> [Reading text]
UDN rejected: second site visit due to construction holiday does not render port works award unlawful — date of site visit is organizational aspect, no information asymmetry demonstrated
The suspension request in extreme urgency against the award of the Noordkasteeldok redevelopment to D.B. is rejected — organizing a second site visit on 8 April 2024 for three selected candidates unable to attend on the tender-specified date of 3 April due to construction holiday is not unreasonable, the date of the site visit is an organizational aspect not prescribed on penalty of exclusion, all candidates effectively conducted a site visit, and the alleged information asymmetry is not substantiated with concrete evidence.
What happened?
The Port of Antwerp-Bruges launched a negotiated procedure with prior call for competition (special sectors) for the redevelopment of the Noordkasteeldok. The tender prescribed a mandatory site visit on 3 April 2024, with offers from non-attendees to be excluded. Three of seven selected candidates reported they were unavailable on 3 April due to construction holiday. A first site visit took place on 3 April with four candidates (including TM Lareco-Biggelaar); a second on 8 April with the other three. No rectification notice was published. Questions and answers were communicated to all via addendum 2. After negotiations, the top three were all second-visit attendees. The Council rejected both pleas: the visit date is organizational, not substantive; organizing a second visit for candidates on construction holiday is not unreasonable; no duty to inform first-visit attendees of the second visit; and the alleged information asymmetry finds no support in the file — in the initial offers, the applicant had the third-lowest price, dropping to fourth only after negotiations.
Why does this matter?

> [Dataset content]
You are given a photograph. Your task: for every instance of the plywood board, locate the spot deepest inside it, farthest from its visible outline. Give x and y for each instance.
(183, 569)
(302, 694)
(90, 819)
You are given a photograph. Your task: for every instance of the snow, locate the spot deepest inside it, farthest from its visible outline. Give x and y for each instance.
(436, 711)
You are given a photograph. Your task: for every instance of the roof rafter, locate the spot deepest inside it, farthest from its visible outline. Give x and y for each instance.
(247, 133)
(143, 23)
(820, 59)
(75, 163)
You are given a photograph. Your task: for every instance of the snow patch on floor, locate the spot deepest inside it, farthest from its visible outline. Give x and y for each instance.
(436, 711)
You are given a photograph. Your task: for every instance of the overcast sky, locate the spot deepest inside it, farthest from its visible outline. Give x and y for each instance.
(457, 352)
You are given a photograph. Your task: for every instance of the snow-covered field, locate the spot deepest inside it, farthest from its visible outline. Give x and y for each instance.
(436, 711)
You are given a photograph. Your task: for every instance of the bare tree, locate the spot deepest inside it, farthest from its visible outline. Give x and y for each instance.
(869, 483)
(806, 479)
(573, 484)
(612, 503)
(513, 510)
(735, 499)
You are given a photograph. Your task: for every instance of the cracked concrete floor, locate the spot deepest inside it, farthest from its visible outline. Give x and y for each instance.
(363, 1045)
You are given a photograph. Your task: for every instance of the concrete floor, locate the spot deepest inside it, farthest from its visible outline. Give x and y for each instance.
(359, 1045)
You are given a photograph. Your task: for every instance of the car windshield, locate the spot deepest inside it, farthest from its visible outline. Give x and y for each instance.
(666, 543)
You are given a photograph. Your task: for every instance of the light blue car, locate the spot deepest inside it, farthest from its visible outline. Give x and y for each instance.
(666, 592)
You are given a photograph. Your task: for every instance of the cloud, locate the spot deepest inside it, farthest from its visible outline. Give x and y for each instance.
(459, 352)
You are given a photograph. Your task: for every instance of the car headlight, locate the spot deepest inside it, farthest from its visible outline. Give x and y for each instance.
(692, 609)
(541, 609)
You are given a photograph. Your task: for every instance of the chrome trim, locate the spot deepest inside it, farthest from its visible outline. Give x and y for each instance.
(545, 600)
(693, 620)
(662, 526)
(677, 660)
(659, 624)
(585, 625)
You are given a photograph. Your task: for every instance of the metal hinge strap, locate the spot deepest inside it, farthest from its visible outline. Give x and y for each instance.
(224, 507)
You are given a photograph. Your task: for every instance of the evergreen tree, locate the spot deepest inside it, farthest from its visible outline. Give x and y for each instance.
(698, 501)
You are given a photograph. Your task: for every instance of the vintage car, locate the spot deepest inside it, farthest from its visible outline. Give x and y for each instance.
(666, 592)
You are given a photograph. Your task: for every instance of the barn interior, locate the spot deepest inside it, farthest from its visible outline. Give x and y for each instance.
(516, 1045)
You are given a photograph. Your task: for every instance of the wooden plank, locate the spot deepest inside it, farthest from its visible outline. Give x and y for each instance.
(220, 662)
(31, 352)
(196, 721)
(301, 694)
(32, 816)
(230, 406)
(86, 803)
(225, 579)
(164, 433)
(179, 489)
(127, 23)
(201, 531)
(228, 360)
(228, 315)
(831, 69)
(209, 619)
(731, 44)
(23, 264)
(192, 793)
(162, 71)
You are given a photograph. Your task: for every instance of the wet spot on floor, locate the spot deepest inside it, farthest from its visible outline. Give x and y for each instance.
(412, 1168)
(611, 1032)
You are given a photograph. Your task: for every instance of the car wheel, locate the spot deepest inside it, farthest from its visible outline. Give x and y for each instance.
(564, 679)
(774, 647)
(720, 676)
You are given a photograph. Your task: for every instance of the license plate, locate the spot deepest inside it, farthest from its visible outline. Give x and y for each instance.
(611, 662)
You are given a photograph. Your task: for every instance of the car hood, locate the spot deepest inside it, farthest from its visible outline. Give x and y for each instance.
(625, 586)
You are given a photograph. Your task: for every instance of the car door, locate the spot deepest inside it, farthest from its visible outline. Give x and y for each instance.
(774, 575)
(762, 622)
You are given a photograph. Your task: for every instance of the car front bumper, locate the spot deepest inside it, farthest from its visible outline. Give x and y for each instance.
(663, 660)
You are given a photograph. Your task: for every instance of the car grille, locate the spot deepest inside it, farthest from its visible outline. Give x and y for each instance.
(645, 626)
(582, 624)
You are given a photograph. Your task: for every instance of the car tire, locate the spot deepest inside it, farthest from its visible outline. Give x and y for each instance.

> [Tasks to complete]
[1] Please duplicate word for word the passage of the Noordkasteeldok summary starting with "UDN rejected: second" and going on through "What happened?".
[2] According to the Noordkasteeldok summary, on what date was the second site visit held?
[3] Resume the Noordkasteeldok summary after its final line, "Why does this matter?", and carry it forward.

> [Task responses]
[1]
UDN rejected: second site visit due to construction holiday does not render port works award unlawful — date of site visit is organizational aspect, no information asymmetry demonstrated
The suspension request in extreme urgency against the award of the Noordkasteeldok redevelopment to D.B. is rejected — organizing a second site visit on 8 April 2024 for three selected candidates unable to attend on the tender-specified date of 3 April due to construction holiday is not unreasonable, the date of the site visit is an organizational aspect not prescribed on penalty of exclusion, all candidates effectively conducted a site visit, and the alleged information asymmetry is not substantiated with concrete evidence.
What happened?

[2] 8 April 2024

[3]
This ruling distinguishes between the mandatory site visit obligation (prescribed on penalty of exclusion) and its date (organizational aspect). A second site visit for candidates unable to attend due to construction holiday is permissible without a rectification notice. Information asymmetry cannot be inferred from price rankings alone. The purpose of a site visit is site inspection, not competitor identification.
The lesson
As authority: you may organize a second site visit for candidates unable to attend due to construction holiday, without rectification notice, provided all candidates can perform a visit and Q&As are shared with all. As tenderer: price rankings alone don't prove information asymmetry — you need concrete evidence of actual additional information. The purpose of a site visit is site inspection, not identifying competitors.
Ask yourself
As authority: were all selected candidates given the opportunity to conduct a site visit? Were Q&As communicated to all? As tenderer: did I conduct the mandatory site visit and attach the certificate? Can I demonstrate information asymmetry with concrete evidence beyond mere price rankings?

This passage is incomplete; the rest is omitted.